Take the line that contains "Objective — one dot per instance of the wet" as the first line and the last line of the records as the end. Please set down everything in that range exactly.
---- RECORDS PROVIDED
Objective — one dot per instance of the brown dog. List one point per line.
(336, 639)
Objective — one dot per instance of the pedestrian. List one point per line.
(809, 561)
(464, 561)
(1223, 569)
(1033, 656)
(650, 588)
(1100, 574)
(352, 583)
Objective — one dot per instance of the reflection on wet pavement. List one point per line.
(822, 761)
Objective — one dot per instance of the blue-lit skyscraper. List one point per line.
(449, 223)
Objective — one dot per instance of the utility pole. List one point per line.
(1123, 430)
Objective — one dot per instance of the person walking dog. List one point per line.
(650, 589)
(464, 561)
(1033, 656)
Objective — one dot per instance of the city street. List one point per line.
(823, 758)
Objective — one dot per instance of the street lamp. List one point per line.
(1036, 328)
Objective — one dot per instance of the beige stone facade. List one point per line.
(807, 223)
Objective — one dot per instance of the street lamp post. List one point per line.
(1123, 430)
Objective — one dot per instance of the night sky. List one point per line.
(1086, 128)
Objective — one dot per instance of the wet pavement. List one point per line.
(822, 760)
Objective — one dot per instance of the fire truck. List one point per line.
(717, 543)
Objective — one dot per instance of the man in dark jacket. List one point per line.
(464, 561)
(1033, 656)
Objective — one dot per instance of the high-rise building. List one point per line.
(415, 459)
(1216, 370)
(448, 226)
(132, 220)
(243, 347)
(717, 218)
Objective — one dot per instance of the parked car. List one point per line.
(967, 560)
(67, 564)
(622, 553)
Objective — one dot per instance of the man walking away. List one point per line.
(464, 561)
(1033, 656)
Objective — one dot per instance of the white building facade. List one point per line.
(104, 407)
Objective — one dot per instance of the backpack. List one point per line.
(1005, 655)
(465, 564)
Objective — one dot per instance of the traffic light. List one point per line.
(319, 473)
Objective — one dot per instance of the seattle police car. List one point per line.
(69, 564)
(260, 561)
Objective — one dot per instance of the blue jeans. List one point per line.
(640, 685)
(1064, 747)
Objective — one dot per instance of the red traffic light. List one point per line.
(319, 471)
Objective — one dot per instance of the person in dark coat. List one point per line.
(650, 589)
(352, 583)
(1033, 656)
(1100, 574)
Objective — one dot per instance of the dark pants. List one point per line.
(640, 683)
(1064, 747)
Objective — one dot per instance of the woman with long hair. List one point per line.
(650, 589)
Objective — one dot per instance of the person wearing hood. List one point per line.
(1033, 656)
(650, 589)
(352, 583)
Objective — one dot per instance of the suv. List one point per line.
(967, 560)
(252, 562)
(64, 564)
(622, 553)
--------
| TASK OUTPUT |
Objective — one dot per instance of the wet pavement. List one point per line.
(822, 760)
Objective — one dot per instance of the fire truck. List one point per line.
(717, 543)
Objective — one dot per instance of the man in dark jacket. List one point per line.
(464, 561)
(1033, 656)
Objective — one dot per instance of the high-rise building. List one point per line.
(415, 459)
(1216, 370)
(448, 226)
(132, 220)
(243, 347)
(717, 218)
Objective — one dot per instance of the parked car. List one point per line.
(967, 560)
(67, 564)
(622, 553)
Objective — one dot per instance of the man walking away. List one point per line.
(464, 561)
(1033, 656)
Objective — one dot per instance of the white building facade. List one point per line.
(104, 407)
Objective — one dot per instance of the backpack. List one point per line.
(1005, 655)
(465, 564)
Objective — one dot per instance of the traffic light. List one point per line.
(319, 473)
Objective — one dot per instance of the seattle police car. List one point per line.
(69, 564)
(260, 561)
Objective — one dot per instance of the blue jeans. List one point per line.
(640, 685)
(1064, 747)
Objective — one dot per instance of the red traffic light. List one point per line.
(319, 471)
Objective — one dot per instance of the person in dark coat. List one point per line.
(650, 589)
(352, 583)
(1033, 656)
(1100, 574)
Objective — one dot per instance of the dark pants. List one point per line.
(640, 683)
(1064, 747)
Objective — one dot per instance of the woman with long hair. List one point per line.
(650, 589)
Objective — one dot per instance of the person wearing hood. List one point per line.
(1033, 656)
(650, 589)
(352, 583)
Objective — one dot per instance of the suv. List one point per line.
(967, 560)
(252, 562)
(64, 564)
(622, 553)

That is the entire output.